*Work instructions:* At the line with "balcony ledge, where", start repeating the data, and continue line by line through the final line, exactly.

Stored data entries:
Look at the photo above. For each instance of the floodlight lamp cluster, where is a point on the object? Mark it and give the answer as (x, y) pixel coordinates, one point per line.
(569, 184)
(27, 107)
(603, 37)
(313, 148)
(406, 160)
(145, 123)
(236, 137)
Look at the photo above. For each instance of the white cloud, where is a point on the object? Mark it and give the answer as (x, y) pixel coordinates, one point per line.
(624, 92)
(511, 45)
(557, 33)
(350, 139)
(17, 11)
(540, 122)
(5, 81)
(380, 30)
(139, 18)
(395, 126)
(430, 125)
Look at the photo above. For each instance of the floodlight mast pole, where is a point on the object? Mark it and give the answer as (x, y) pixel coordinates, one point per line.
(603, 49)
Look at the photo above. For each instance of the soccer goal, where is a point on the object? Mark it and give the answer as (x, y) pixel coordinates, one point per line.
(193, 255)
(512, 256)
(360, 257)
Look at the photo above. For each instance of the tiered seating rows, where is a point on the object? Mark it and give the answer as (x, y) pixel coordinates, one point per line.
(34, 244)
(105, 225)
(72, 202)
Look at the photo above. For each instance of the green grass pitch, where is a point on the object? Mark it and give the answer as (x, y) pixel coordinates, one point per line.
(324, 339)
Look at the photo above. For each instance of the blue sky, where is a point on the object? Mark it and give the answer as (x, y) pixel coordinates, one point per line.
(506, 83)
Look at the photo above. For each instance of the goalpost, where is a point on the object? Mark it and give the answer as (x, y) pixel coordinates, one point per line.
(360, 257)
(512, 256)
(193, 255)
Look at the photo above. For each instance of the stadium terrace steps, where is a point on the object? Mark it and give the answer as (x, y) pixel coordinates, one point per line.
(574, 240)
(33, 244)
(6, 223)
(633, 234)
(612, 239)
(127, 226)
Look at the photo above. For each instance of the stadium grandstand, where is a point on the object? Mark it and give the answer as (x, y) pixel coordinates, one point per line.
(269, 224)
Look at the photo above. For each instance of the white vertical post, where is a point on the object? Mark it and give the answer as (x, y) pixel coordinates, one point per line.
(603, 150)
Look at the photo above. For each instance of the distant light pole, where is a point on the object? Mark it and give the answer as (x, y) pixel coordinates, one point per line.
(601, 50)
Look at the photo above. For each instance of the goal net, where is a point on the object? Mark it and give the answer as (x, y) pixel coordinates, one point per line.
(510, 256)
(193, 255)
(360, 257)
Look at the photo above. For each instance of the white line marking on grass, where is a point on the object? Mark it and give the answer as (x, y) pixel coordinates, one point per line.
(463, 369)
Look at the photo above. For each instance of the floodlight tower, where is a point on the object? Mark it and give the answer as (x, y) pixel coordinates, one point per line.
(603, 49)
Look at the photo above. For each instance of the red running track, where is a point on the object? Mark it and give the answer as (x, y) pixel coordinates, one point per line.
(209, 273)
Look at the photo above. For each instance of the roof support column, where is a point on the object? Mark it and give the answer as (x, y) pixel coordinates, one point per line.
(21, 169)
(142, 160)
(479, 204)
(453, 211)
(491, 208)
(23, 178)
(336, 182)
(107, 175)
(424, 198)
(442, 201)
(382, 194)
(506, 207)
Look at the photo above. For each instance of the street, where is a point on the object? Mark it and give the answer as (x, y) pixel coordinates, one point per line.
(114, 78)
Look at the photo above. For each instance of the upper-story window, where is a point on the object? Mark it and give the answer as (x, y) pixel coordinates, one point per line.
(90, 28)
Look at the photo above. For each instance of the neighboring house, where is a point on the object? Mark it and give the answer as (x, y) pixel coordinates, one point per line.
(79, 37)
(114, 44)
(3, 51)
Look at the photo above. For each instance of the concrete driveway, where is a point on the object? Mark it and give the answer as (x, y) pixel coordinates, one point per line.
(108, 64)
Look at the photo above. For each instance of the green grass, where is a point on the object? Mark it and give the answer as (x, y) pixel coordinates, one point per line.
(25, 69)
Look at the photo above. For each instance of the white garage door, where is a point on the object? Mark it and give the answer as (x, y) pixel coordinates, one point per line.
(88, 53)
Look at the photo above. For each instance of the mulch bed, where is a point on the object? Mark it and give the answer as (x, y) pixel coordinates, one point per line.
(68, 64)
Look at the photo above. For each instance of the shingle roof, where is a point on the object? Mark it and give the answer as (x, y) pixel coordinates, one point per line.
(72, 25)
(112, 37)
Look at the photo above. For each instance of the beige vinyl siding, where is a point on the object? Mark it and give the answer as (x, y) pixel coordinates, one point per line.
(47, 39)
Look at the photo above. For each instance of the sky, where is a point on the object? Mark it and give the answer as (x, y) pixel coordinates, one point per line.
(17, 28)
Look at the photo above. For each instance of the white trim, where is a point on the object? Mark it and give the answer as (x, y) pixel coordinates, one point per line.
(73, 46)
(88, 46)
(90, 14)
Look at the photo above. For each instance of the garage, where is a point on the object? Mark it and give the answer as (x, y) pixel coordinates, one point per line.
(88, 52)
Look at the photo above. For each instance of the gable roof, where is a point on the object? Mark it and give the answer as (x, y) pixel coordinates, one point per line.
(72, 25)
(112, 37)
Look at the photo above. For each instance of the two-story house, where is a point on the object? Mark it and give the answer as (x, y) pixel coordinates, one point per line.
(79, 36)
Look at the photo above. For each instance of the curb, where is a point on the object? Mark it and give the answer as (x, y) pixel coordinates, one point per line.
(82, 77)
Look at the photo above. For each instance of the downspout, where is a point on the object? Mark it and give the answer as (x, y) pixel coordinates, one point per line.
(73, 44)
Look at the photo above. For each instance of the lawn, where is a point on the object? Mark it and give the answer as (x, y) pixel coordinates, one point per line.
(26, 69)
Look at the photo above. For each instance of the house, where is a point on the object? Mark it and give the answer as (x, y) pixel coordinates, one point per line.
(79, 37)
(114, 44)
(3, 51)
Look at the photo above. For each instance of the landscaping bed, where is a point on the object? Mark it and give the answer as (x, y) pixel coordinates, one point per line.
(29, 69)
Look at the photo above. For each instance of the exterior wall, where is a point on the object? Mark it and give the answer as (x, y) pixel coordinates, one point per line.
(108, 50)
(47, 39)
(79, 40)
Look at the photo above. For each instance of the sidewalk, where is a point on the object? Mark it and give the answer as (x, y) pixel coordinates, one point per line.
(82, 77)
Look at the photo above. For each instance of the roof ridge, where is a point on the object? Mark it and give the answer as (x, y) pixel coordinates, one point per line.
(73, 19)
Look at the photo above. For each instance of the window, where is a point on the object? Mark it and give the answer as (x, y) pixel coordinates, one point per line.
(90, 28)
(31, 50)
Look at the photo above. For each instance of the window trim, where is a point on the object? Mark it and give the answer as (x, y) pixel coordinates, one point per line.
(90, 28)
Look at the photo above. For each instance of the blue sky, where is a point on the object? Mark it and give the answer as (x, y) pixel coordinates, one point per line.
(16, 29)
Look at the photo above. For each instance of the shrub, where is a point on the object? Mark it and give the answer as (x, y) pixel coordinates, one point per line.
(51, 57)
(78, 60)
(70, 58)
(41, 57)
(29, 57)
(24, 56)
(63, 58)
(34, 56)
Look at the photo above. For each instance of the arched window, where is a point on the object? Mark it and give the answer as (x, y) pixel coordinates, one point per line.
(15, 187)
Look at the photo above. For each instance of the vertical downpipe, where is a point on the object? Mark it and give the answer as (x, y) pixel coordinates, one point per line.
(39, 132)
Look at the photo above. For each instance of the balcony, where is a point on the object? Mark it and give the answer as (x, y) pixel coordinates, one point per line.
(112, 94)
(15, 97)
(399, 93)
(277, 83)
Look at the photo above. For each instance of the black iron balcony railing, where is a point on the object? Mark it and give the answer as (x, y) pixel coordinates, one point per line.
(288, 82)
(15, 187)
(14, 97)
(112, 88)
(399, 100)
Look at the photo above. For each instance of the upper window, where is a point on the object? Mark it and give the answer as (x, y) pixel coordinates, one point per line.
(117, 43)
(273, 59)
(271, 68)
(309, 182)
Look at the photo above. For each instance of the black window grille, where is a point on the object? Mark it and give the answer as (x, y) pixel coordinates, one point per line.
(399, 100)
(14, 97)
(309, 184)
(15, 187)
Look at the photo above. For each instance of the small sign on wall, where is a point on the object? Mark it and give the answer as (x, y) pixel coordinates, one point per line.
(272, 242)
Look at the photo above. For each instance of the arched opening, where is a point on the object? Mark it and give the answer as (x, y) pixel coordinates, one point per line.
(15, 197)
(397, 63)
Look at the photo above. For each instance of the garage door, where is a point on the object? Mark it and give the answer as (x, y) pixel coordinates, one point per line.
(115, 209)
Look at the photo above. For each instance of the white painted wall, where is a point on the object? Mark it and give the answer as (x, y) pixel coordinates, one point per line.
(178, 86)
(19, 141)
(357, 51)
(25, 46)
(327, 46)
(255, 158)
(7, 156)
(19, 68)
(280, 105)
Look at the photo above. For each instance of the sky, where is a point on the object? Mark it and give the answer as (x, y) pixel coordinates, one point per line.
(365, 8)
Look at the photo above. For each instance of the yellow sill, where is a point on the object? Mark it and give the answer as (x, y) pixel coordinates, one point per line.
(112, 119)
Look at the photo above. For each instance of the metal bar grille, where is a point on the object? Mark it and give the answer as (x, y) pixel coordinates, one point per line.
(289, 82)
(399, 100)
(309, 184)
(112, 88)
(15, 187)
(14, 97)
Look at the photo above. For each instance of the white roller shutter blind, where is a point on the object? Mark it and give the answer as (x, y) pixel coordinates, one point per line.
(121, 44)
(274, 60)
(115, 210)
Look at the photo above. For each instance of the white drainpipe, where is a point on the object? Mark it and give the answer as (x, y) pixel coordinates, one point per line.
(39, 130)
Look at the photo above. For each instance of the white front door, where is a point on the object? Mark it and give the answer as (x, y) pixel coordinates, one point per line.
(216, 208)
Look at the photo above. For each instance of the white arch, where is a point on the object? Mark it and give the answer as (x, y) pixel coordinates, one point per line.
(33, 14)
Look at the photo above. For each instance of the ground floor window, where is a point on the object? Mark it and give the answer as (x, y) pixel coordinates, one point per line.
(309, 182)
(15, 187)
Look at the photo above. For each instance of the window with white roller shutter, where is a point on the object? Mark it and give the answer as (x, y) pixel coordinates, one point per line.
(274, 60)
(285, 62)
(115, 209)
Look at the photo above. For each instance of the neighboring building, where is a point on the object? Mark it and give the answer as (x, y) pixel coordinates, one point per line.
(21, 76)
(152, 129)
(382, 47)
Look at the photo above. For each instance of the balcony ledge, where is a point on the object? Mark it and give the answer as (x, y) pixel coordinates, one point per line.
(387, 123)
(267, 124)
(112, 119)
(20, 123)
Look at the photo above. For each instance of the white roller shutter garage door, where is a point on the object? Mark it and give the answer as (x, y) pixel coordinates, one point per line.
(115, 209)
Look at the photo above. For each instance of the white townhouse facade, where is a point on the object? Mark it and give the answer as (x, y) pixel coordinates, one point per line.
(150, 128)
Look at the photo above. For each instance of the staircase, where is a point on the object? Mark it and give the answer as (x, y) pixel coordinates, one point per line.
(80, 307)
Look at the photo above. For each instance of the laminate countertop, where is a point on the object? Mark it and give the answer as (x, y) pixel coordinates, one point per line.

*Response below:*
Look at the photo above. For each instance of the balcony ledge, where is a point on the object? Mark it and give the answer as (x, y) pixel coordinates, one point per line.
(387, 123)
(267, 124)
(112, 119)
(20, 123)
Look at the photo above. For each instance of the white roller shutter garage door, where is a point on the object? Mark it and give the answer as (x, y) pixel coordinates, one point per line.
(115, 209)
Look at the photo above. For each instance of the white townhouse facade, where is a point on the object? Mark it and give the answer as (x, y) pixel coordinates, one point per line.
(150, 128)
Look at the photo above. For each instance of the staircase, where is a point on the object? Mark it and give the answer as (x, y) pixel coordinates, one point per line.
(80, 307)
Look at the photo above. For each instance of the laminate countertop, where is a point on the object? Mark it and give the answer as (x, y) pixel coordinates, one point per line.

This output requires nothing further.